● **EXCERPT TO READ**:
Flannery Will Get You Everywhere

There are writers whom serious fiction writers are supposed to have read. The list is long and also, subjective, dependent on the source of the intellectual Shoulds-du-Jour. I suppose the shame and guilt around these Esteemed Authors is waning: you are more likely to feel an urge to bluff [lie] or bashfully confess to overlooked TV popular TV shows and youtube clips at this year’s dinner parties.

There are also writers that wait for you to find them on life’s roadside. Like hitchhikers you once sped past, you find yourself slowing down, re-considering them. Picking them up and being awfully glad you did. Later, after a conversation you’re thrilled you had, a mental meal in some enchanted diner or down-a-lane bistro, you drop them off and wonder how it was you got so lucky. Why you decided, after all those years of NEVER picking up a hitcher who sounded/looked like THAT, you found yourself pulling over.

● **PROBLEM DESCRIPTION**:
Reproduce in full, word for word, the essay titled "Flannery Will Get You Everywhere". The entries that come next are separate material, unrelated to the essay above.

● **EXTRACTED RECORDS**:

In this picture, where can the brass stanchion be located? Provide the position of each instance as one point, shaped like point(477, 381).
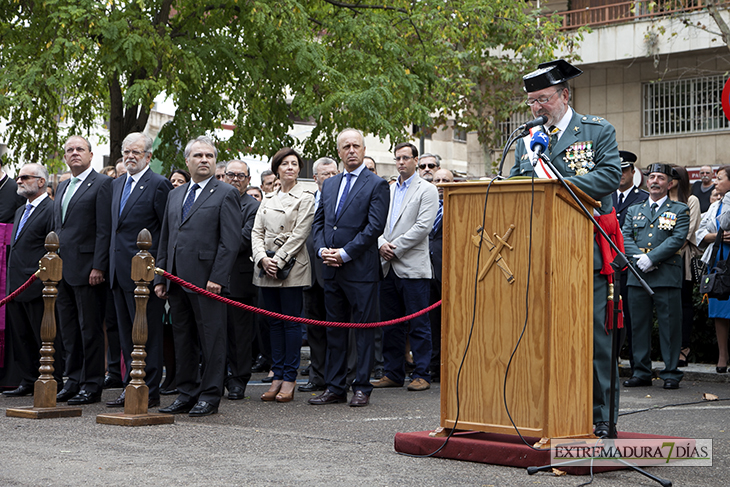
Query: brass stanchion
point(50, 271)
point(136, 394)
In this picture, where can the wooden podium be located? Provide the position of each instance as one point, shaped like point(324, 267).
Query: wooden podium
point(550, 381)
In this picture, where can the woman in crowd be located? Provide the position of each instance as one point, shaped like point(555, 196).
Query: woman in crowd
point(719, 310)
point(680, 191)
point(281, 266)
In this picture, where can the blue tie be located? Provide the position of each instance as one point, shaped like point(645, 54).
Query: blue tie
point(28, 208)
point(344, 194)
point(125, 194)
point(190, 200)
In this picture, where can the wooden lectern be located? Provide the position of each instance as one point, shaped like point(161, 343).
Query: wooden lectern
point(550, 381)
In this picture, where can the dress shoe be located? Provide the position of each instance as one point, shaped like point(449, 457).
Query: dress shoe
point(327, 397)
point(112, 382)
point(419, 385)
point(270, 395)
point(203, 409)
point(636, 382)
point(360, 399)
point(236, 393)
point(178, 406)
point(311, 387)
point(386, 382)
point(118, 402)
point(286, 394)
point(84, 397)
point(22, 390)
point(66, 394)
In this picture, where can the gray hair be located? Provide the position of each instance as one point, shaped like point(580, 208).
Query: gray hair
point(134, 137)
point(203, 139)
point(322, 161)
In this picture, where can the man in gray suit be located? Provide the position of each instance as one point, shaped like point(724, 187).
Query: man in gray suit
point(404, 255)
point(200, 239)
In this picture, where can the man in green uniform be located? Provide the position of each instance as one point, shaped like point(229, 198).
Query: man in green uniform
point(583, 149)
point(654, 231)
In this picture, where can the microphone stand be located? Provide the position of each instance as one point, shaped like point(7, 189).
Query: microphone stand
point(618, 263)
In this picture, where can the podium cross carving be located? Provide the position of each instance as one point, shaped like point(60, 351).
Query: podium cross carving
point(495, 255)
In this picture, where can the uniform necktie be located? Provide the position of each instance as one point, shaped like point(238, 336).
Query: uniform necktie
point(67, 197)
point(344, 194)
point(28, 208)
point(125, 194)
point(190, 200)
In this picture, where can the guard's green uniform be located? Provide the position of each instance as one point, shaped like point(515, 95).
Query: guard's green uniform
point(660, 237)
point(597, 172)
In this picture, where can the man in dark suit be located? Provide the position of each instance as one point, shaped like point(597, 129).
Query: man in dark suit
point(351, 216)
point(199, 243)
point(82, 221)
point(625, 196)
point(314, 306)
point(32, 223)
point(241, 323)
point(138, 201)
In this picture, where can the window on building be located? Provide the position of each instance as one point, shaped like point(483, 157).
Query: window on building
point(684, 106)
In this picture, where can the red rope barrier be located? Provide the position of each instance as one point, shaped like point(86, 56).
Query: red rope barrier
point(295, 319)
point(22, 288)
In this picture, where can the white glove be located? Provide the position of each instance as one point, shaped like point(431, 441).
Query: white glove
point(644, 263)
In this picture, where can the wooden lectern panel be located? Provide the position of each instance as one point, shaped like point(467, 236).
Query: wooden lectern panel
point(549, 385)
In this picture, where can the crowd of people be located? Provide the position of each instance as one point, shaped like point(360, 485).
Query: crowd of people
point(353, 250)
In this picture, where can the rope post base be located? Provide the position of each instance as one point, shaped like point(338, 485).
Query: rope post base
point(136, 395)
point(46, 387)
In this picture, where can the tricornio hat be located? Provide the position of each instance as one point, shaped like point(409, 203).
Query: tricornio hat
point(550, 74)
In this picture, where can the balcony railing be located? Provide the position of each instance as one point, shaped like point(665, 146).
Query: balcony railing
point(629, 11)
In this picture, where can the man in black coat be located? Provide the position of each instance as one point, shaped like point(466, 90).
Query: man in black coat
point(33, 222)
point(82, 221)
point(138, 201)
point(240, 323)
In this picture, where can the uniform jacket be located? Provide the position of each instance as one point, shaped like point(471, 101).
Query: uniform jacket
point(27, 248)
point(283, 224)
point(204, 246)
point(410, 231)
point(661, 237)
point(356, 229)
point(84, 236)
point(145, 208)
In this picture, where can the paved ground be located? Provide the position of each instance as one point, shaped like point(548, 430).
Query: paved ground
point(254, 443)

● **ANSWER FOR THE TASK**:
Flannery Will Get You Everywhere

There are writers whom serious fiction writers are supposed to have read. The list is long and also, subjective, dependent on the source of the intellectual Shoulds-du-Jour. I suppose the shame and guilt around these Esteemed Authors is waning: you are more likely to feel an urge to bluff [lie] or bashfully confess to overlooked TV popular TV shows and youtube clips at this year’s dinner parties.

There are also writers that wait for you to find them on life’s roadside. Like hitchhikers you once sped past, you find yourself slowing down, re-considering them. Picking them up and being awfully glad you did. Later, after a conversation you’re thrilled you had, a mental meal in some enchanted diner or down-a-lane bistro, you drop them off and wonder how it was you got so lucky. Why you decided, after all those years of NEVER picking up a hitcher who sounded/looked like THAT, you found yourself pulling over.